[Location labeling records]

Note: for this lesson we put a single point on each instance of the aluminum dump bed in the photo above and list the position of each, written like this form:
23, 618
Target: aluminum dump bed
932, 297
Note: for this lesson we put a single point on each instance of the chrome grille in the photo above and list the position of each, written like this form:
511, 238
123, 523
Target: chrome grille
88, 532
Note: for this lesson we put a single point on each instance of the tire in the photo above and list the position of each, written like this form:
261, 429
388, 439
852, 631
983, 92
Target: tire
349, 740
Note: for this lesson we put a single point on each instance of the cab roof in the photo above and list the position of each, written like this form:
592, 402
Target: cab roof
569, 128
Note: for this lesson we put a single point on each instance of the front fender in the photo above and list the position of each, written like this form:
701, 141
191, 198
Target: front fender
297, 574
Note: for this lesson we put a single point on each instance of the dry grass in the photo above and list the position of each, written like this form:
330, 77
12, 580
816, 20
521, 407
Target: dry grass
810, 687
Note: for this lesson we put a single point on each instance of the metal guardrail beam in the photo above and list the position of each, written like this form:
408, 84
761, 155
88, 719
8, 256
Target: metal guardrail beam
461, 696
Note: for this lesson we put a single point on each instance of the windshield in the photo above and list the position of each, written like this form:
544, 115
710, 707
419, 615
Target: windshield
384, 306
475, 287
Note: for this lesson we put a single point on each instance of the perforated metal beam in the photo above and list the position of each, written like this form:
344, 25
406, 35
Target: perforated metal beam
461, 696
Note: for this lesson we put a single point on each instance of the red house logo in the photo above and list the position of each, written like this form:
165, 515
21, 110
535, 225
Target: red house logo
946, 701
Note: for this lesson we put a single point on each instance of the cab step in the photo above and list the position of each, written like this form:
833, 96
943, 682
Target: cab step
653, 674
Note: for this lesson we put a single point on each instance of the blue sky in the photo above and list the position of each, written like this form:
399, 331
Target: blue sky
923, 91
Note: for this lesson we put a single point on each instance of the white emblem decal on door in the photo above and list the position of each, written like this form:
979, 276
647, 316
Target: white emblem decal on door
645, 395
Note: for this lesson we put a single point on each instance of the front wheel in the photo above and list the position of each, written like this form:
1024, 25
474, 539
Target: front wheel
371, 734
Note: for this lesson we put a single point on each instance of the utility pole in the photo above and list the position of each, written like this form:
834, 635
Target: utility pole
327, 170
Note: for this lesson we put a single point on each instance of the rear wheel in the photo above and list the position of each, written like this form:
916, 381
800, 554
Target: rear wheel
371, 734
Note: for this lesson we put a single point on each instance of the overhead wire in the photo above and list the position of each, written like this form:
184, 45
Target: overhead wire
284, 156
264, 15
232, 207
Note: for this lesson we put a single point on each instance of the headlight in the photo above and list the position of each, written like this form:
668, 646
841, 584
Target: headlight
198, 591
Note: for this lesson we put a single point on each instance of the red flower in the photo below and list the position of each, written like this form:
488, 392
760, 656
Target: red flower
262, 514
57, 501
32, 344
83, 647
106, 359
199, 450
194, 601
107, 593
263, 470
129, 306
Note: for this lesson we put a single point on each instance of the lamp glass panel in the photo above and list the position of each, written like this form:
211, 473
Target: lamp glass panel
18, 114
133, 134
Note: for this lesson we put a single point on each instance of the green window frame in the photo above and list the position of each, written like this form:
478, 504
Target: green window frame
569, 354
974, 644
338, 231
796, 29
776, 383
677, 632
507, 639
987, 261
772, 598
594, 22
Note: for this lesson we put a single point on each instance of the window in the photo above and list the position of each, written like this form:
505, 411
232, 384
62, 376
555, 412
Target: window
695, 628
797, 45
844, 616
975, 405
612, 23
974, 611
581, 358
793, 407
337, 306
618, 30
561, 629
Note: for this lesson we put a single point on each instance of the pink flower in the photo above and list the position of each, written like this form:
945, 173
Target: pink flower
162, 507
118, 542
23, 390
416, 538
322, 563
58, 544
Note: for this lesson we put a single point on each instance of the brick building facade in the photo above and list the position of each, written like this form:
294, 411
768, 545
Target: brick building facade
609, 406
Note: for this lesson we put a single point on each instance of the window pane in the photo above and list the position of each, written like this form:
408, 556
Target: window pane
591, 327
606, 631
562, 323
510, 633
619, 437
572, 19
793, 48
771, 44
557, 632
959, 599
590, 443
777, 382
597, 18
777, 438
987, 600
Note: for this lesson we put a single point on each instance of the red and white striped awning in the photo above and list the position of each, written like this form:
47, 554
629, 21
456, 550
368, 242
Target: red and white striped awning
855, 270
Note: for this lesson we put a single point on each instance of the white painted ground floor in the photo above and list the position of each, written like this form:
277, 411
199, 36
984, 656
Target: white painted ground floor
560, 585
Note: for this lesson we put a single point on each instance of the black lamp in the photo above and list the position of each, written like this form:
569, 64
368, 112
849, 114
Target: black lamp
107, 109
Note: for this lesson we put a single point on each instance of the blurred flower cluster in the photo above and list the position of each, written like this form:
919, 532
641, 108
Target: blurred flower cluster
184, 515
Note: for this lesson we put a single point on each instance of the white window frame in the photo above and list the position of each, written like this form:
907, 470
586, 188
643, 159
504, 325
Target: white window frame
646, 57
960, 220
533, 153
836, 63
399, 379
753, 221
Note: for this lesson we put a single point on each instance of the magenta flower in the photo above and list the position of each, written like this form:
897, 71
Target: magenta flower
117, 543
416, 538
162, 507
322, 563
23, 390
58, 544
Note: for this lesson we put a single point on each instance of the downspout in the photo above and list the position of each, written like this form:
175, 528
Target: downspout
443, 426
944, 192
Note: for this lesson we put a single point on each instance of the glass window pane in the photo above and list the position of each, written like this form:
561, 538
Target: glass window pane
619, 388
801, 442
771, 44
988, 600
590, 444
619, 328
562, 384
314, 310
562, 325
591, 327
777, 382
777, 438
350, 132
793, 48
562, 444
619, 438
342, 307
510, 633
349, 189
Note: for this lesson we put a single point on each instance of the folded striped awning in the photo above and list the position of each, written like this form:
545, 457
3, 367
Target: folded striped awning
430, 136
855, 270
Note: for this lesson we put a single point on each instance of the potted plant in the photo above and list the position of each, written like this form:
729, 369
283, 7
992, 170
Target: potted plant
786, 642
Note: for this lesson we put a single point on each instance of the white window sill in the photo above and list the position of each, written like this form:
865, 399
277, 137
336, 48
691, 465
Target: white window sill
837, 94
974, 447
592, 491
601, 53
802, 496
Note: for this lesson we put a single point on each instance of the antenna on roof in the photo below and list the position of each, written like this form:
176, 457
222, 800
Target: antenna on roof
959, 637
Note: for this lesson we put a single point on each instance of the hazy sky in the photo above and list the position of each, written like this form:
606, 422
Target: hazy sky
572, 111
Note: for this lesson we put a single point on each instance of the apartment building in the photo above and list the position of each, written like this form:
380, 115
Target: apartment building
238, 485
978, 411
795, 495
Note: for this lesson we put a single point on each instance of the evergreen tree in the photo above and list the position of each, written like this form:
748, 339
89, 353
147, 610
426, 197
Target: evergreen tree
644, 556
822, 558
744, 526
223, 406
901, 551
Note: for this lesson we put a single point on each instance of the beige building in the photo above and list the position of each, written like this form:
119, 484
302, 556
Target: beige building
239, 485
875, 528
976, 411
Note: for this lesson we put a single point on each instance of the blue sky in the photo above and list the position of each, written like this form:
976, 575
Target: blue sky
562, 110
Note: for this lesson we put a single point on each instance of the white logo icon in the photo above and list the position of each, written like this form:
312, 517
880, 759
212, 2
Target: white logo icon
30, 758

● What this task involves:
Everything from the line containing "of the apartment" through the final line of the listing, inclusive, must be reproduced exactly; leave out the rest.

● Full response:
Note: for this lesson we put a single point on each instance of the apartment building in the photo above and list the position of each, written like this form:
380, 115
Target: apartment building
238, 485
978, 411
795, 495
Note: for this lesson we put a single point on each instance of the evergreen tree in the photo above and list the position of each, written like this form:
748, 339
89, 353
147, 610
426, 197
Target: evergreen tree
644, 556
822, 558
744, 526
223, 406
901, 551
Note: for this lesson we put a single point on each instance of the beige building in the photo above and list the position of each, written like this form:
119, 484
302, 556
Target: beige building
239, 485
875, 528
976, 411
Note: for this lesson we put a single point on each instance of the blue sky in the photo above and list the position of each, written like this form:
976, 575
Target: blue sky
562, 110
Note: for this lesson we put a single point on each instance of the white logo icon in the photo above and list the position of each, written like this form:
312, 517
880, 759
212, 2
Target: white logo icon
30, 758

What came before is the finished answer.